• What you should do:
Produce the records again in full, exactly as shown below.

[Entries taken from a collection]

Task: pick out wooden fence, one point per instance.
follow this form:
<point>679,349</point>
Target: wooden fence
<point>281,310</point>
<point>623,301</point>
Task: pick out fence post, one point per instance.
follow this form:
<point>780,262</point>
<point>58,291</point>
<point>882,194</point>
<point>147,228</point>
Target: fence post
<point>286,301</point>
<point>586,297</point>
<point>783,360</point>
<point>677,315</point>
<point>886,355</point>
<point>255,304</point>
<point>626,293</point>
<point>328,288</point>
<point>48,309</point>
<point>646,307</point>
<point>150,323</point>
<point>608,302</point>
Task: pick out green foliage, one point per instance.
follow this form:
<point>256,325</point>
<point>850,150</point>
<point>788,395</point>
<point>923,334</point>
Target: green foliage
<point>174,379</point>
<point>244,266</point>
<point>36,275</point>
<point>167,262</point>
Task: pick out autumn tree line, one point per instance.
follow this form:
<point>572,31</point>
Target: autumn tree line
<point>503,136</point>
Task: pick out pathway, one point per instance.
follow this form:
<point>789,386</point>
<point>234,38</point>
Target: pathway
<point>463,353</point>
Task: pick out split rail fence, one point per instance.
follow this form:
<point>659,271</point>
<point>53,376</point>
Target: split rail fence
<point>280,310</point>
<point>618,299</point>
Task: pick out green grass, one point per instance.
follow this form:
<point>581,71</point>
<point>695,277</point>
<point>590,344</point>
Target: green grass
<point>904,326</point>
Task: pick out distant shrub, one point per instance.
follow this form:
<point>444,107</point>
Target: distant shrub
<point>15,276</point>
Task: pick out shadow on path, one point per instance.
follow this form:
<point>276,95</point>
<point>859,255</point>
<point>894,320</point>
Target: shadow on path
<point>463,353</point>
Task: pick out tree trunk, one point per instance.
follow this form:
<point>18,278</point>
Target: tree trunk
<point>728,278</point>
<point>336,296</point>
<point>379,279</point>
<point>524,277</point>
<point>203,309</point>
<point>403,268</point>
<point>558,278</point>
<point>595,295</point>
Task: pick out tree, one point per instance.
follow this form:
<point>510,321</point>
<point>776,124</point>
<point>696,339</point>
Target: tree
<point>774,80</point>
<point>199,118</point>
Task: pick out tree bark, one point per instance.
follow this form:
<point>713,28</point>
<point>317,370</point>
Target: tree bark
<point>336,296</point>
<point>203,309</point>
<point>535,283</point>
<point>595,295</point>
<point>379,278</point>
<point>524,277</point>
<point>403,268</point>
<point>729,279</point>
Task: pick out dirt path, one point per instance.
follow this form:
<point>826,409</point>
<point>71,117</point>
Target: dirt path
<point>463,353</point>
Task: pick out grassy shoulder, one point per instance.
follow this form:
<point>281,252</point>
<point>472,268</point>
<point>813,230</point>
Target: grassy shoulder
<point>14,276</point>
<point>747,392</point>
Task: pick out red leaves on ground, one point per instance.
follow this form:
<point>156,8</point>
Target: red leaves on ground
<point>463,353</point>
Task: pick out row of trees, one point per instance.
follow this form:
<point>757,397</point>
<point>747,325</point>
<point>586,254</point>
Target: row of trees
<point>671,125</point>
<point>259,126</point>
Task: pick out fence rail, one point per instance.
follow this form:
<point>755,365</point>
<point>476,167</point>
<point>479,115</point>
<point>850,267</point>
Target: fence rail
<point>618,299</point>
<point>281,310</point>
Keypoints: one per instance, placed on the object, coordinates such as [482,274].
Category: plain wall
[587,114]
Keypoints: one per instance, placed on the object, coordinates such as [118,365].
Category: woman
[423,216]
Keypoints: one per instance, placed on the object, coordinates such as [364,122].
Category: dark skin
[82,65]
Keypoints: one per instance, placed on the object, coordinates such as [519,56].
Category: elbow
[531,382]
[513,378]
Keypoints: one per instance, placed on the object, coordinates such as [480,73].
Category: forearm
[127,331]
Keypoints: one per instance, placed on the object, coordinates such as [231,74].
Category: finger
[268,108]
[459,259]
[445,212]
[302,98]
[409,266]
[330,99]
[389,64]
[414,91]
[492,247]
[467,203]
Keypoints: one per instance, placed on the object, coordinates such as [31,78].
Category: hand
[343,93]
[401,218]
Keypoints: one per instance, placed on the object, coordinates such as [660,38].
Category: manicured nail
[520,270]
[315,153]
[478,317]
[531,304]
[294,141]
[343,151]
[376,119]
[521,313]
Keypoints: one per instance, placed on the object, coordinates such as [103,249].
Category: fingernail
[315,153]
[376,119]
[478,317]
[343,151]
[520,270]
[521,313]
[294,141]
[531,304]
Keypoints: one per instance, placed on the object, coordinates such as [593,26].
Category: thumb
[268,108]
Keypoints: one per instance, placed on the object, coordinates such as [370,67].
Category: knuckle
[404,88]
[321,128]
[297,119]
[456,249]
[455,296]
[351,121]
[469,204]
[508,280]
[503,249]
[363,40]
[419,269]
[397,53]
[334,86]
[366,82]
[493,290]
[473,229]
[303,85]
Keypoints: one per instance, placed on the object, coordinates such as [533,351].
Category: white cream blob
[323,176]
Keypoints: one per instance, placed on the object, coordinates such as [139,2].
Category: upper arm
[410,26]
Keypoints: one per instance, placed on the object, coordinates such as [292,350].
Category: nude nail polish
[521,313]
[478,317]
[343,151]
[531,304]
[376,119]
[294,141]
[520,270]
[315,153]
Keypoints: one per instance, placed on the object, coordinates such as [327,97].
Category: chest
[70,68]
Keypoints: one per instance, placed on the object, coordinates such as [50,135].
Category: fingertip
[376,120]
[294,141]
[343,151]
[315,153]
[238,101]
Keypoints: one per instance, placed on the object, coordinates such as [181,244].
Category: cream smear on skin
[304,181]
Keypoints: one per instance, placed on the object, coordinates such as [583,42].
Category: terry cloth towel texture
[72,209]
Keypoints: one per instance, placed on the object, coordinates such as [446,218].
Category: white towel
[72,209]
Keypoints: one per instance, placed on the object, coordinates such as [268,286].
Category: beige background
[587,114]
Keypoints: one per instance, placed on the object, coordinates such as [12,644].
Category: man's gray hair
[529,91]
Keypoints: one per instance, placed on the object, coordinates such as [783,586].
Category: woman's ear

• Task result:
Task: pick out wooden fence, one point per instance.
follow this form:
<point>679,349</point>
Target: wooden fence
<point>281,310</point>
<point>623,301</point>
Task: pick out fence post, one point per instance.
follow this form:
<point>780,262</point>
<point>58,291</point>
<point>882,194</point>
<point>147,228</point>
Target: fence post
<point>286,301</point>
<point>586,297</point>
<point>783,360</point>
<point>677,315</point>
<point>886,355</point>
<point>255,304</point>
<point>626,293</point>
<point>328,288</point>
<point>48,309</point>
<point>646,307</point>
<point>150,323</point>
<point>608,302</point>
Task: pick out green foliage, one point per instance.
follow this form:
<point>256,325</point>
<point>850,150</point>
<point>788,395</point>
<point>923,334</point>
Target: green foliage
<point>174,379</point>
<point>244,266</point>
<point>36,275</point>
<point>167,262</point>
Task: pick out autumn tree line, one point per instance.
follow this form:
<point>572,31</point>
Target: autumn tree line
<point>503,136</point>
Task: pick out pathway, one point per instance.
follow this form:
<point>789,386</point>
<point>234,38</point>
Target: pathway
<point>463,353</point>
Task: pick out split rail fence, one point per instance.
follow this form:
<point>659,271</point>
<point>53,376</point>
Target: split rail fence
<point>280,310</point>
<point>618,299</point>
Task: pick out green grass, one point per instance.
follow this form:
<point>581,71</point>
<point>695,277</point>
<point>590,344</point>
Target: green grass
<point>904,326</point>
Task: pick out distant shrub, one point per instance.
follow this form:
<point>444,107</point>
Target: distant shrub
<point>15,276</point>
Task: pick out shadow on path, one point per instance.
follow this form:
<point>276,95</point>
<point>859,255</point>
<point>894,320</point>
Target: shadow on path
<point>463,353</point>
Task: pick out tree trunk, one point per instance.
follow this form:
<point>18,278</point>
Target: tree trunk
<point>728,278</point>
<point>336,296</point>
<point>379,279</point>
<point>524,277</point>
<point>203,309</point>
<point>403,268</point>
<point>558,278</point>
<point>595,295</point>
Task: pick out tree, one point per instance.
follow this form:
<point>510,321</point>
<point>776,124</point>
<point>696,339</point>
Target: tree
<point>774,80</point>
<point>199,118</point>
Task: pick out tree bark, one point per instance.
follow this form:
<point>713,28</point>
<point>317,370</point>
Target: tree bark
<point>336,296</point>
<point>203,309</point>
<point>535,283</point>
<point>595,295</point>
<point>379,278</point>
<point>524,277</point>
<point>403,268</point>
<point>729,279</point>
Task: pick out dirt path, one point per instance.
follow this form:
<point>826,409</point>
<point>71,117</point>
Target: dirt path
<point>463,353</point>
Task: pick out grassy shoulder, one point per instance.
follow this form:
<point>281,252</point>
<point>472,268</point>
<point>813,230</point>
Target: grassy shoulder
<point>14,276</point>
<point>747,392</point>
Task: pick out red leaves on ground, one point per instance.
follow this form:
<point>156,8</point>
Target: red leaves on ground
<point>463,353</point>
Task: pick out row of trees, one point per instance.
follow this form:
<point>757,397</point>
<point>747,325</point>
<point>586,254</point>
Target: row of trees
<point>671,125</point>
<point>259,126</point>
Task: pick out fence rail, one point per instance.
follow this form:
<point>755,365</point>
<point>476,167</point>
<point>479,115</point>
<point>850,267</point>
Target: fence rail
<point>618,299</point>
<point>281,310</point>
Keypoints: one per instance, placed on the object, coordinates such as [482,274].
Category: plain wall
[587,114]
Keypoints: one per instance, placed on the object, coordinates such as [118,365].
Category: woman
[423,216]
Keypoints: one per instance, placed on the object, coordinates such as [364,122].
Category: dark skin
[82,65]
Keypoints: one per instance, placed on the object, coordinates such as [519,56].
Category: elbow
[531,382]
[513,378]
Keypoints: one per instance, placed on the object, coordinates such as [480,73].
Category: forearm
[127,331]
Keypoints: one per instance, placed on the object, coordinates such as [231,74].
Category: finger
[268,108]
[459,259]
[445,212]
[302,98]
[409,266]
[330,99]
[389,64]
[414,91]
[492,247]
[467,203]
Keypoints: one per instance, placed on the object, coordinates such as [31,78].
Category: hand
[343,93]
[401,218]
Keypoints: one per instance, placed on the object, coordinates such as [660,38].
Category: manicured nail
[520,270]
[315,153]
[478,317]
[531,304]
[294,141]
[343,151]
[376,119]
[521,313]
Keypoints: one per instance, placed on the object, coordinates such as [103,249].
Category: fingernail
[315,153]
[376,119]
[478,317]
[343,151]
[520,270]
[521,313]
[294,141]
[531,304]
Keypoints: one per instance, placed on the object, coordinates such as [593,26].
Category: thumb
[268,108]
Keypoints: one per instance, placed on the object, coordinates such as [370,67].
Category: knuckle
[404,88]
[321,128]
[297,119]
[456,249]
[455,296]
[351,121]
[469,204]
[508,280]
[503,249]
[363,40]
[419,269]
[397,53]
[334,86]
[366,82]
[493,290]
[473,229]
[303,85]
Keypoints: one per instance, placed on the object, coordinates such as [533,351].
Category: white cream blob
[323,176]
Keypoints: one per instance, placed on the object, coordinates such as [139,2].
Category: upper arm
[410,26]
Keypoints: one per instance, placed on the object, coordinates such as [292,350].
Category: nude nail polish
[521,313]
[478,317]
[343,151]
[531,304]
[376,119]
[294,141]
[520,270]
[315,153]
Keypoints: one per instance, placed on the object, coordinates such as [327,97].
Category: chest
[70,68]
Keypoints: one per instance, placed on the object, coordinates such as [50,135].
Category: fingertip
[376,120]
[294,141]
[343,151]
[315,153]
[238,101]
Keypoints: one per instance, placed on the object, coordinates such as [181,244].
Category: cream smear on skin
[304,181]
Keypoints: one per instance, placed on the object, coordinates such as [583,42].
Category: terry cloth towel texture
[72,209]
Keypoints: one per instance, placed on the object, coordinates such as [446,218].
Category: white towel
[72,209]
Keypoints: one per instance, placed on the object, coordinates such as [268,286].
Category: beige background
[587,114]
Keypoints: one per instance, placed on the object, coordinates such as [12,644].
Category: man's gray hair
[529,91]
Keypoints: one per instance, placed on the object, coordinates such as [783,586].
Category: woman's ear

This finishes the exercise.